* **GOAL**:
Copy the entries below, switching "Draw" to "Give" wherever it occurs and leaving the rest unchanged.
# # # # #
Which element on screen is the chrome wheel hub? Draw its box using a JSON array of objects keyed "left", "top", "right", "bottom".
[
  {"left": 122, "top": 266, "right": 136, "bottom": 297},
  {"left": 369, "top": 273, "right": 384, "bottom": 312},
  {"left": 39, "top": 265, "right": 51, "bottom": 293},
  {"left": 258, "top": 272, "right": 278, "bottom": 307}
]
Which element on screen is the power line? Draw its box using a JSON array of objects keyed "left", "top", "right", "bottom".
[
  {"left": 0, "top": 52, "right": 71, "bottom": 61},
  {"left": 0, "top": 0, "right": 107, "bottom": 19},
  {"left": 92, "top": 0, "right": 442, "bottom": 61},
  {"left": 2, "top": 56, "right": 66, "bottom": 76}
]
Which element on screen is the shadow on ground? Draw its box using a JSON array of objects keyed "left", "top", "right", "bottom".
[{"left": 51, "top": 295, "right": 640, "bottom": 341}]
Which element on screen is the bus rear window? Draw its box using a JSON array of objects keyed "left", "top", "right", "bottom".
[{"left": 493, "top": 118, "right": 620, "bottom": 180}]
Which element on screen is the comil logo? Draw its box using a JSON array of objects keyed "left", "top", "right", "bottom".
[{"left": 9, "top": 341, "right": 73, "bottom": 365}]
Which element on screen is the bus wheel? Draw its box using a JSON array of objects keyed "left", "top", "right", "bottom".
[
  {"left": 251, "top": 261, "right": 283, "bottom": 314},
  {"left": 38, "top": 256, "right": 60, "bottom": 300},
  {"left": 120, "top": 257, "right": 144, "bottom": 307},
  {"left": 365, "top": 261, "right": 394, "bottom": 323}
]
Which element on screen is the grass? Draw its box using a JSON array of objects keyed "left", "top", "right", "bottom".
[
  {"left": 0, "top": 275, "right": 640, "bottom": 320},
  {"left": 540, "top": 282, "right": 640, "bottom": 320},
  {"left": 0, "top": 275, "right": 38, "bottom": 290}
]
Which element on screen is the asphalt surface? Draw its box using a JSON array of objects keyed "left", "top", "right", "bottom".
# # # # #
* **WRITTEN SOLUTION**:
Which element on screen is the chrome wheel hub? Give its box using a JSON array of objects keyed "left", "top", "right", "bottom".
[
  {"left": 122, "top": 266, "right": 136, "bottom": 297},
  {"left": 369, "top": 273, "right": 384, "bottom": 312},
  {"left": 39, "top": 265, "right": 51, "bottom": 293},
  {"left": 258, "top": 272, "right": 278, "bottom": 307}
]
Which element on screen is the power line? Give its box using a JSON array of objects keyed "left", "top", "right", "bottom".
[
  {"left": 0, "top": 52, "right": 71, "bottom": 61},
  {"left": 0, "top": 0, "right": 107, "bottom": 19},
  {"left": 92, "top": 0, "right": 442, "bottom": 61},
  {"left": 2, "top": 56, "right": 66, "bottom": 76}
]
Which element on screen is the shadow on ground? Give its box using a JSON array of objects keyed "left", "top", "right", "bottom".
[{"left": 51, "top": 295, "right": 640, "bottom": 341}]
Which element on screen is the bus rear window? Give its box using a JSON array of objects keyed "left", "top", "right", "bottom".
[{"left": 493, "top": 118, "right": 620, "bottom": 180}]
Which element on screen is the comil logo? Give its box using a JSON array of objects keyed "left", "top", "right", "bottom".
[{"left": 9, "top": 341, "right": 73, "bottom": 365}]
Which element on screen is the bus wheel? Give its box using a JSON array of objects keyed "left", "top", "right", "bottom".
[
  {"left": 251, "top": 261, "right": 283, "bottom": 314},
  {"left": 38, "top": 256, "right": 60, "bottom": 300},
  {"left": 120, "top": 257, "right": 144, "bottom": 307},
  {"left": 365, "top": 261, "right": 394, "bottom": 323}
]
Which element on screen is the grass? Give its box using a JSON array of objects keyed "left", "top", "right", "bottom".
[
  {"left": 0, "top": 275, "right": 640, "bottom": 320},
  {"left": 540, "top": 282, "right": 640, "bottom": 320},
  {"left": 0, "top": 275, "right": 38, "bottom": 290}
]
Which element on screen is the asphalt surface? Give its box using a JSON array of objects keyed "left", "top", "right", "bottom".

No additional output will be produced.